**TASK OBJECTIVE:**
From the records that follow, copy every line in which "riverbank" appears.

[Stored data entries]
Segment Open
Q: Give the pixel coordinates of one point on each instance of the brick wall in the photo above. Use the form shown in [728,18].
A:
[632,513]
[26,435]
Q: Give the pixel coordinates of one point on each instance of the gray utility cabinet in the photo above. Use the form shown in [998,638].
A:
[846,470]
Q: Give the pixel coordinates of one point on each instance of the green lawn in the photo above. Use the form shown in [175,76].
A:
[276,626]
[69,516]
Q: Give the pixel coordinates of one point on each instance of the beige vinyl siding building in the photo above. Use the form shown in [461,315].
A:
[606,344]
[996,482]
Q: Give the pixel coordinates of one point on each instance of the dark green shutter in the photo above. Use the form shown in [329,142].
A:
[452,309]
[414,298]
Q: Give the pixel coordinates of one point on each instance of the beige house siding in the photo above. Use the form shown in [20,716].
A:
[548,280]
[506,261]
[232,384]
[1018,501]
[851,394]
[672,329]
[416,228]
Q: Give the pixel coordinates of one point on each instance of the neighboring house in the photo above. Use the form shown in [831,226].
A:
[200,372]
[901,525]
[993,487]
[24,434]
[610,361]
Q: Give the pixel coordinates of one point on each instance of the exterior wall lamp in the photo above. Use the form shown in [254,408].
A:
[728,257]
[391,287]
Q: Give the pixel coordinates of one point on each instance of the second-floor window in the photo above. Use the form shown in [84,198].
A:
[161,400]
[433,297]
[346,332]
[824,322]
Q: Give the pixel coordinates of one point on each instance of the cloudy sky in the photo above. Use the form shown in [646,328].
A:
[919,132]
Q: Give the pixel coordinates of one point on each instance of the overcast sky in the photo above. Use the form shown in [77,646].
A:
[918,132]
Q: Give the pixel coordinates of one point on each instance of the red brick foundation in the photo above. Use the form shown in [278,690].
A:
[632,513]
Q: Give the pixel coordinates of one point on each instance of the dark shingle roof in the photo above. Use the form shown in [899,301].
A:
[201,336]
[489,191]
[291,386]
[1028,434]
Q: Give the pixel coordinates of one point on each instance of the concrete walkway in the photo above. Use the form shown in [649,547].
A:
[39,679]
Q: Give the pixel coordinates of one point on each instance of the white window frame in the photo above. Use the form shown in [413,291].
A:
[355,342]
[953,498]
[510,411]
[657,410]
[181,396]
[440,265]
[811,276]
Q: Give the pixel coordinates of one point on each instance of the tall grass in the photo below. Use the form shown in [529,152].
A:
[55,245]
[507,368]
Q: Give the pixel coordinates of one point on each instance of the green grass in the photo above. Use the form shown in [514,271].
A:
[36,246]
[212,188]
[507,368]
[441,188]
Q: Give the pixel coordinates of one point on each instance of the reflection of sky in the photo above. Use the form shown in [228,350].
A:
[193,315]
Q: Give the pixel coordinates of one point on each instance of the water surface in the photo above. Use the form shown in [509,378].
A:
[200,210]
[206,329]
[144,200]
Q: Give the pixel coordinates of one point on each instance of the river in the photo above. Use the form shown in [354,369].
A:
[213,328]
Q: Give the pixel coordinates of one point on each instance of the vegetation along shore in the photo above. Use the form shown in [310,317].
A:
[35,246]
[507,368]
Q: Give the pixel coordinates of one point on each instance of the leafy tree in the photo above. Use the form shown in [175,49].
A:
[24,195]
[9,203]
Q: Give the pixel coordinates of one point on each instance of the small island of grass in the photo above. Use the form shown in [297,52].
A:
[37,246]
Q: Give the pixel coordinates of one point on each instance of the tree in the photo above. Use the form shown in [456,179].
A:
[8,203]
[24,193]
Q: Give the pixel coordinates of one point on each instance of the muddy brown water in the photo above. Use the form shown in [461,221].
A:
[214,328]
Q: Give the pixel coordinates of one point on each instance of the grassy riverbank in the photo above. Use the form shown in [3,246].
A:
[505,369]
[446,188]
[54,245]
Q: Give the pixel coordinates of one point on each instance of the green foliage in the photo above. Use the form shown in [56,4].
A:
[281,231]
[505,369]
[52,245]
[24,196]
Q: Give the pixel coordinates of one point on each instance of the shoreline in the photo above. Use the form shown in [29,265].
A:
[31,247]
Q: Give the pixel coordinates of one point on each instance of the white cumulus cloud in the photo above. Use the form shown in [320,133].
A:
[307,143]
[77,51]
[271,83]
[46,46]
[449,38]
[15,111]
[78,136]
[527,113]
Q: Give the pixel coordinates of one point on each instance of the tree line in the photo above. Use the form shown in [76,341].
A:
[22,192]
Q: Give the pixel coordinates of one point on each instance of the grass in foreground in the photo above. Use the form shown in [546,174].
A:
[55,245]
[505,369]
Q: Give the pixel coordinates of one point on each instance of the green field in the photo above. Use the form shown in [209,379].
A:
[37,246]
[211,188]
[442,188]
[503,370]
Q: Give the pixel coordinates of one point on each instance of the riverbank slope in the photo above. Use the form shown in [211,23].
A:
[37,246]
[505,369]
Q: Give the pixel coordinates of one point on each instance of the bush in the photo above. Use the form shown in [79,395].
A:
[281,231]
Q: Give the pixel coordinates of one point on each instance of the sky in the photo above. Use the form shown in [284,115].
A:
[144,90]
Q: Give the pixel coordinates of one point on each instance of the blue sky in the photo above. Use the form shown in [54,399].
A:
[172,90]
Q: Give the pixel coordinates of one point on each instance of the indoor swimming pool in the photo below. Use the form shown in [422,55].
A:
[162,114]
Segment Closed
Segment Open
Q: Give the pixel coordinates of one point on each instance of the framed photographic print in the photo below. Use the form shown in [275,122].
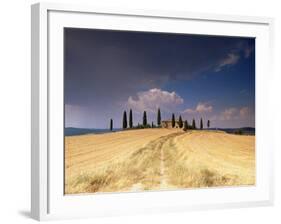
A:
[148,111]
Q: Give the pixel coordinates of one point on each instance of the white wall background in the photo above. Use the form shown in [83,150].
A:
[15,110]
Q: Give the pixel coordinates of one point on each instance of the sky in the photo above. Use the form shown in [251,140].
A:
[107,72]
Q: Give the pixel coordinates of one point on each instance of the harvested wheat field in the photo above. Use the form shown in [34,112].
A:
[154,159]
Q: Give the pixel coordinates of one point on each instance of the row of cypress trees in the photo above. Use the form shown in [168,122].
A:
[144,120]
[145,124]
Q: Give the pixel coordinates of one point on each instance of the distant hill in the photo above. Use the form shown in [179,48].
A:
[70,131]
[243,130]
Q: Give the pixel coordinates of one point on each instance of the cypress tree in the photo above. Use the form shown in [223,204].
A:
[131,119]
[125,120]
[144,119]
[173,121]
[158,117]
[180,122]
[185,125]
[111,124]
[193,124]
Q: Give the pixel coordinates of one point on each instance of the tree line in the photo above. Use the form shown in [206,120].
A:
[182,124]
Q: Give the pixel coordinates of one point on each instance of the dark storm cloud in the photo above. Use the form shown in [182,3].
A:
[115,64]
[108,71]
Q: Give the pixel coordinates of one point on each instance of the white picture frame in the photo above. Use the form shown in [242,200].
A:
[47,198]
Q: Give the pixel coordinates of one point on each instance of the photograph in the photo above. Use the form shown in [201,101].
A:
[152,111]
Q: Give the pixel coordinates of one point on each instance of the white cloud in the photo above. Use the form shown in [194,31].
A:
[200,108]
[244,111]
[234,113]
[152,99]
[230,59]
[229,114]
Segment Closed
**ANSWER TO THIS EXERCISE:**
Q: Give the pixel coordinates of one point on each instance of the grassy riverbank in the photo above. Use the form shown in [3,246].
Q: Give the pixel coordinates of one point on each instance of the riverbank slope in the photo above. Use the form shown in [211,23].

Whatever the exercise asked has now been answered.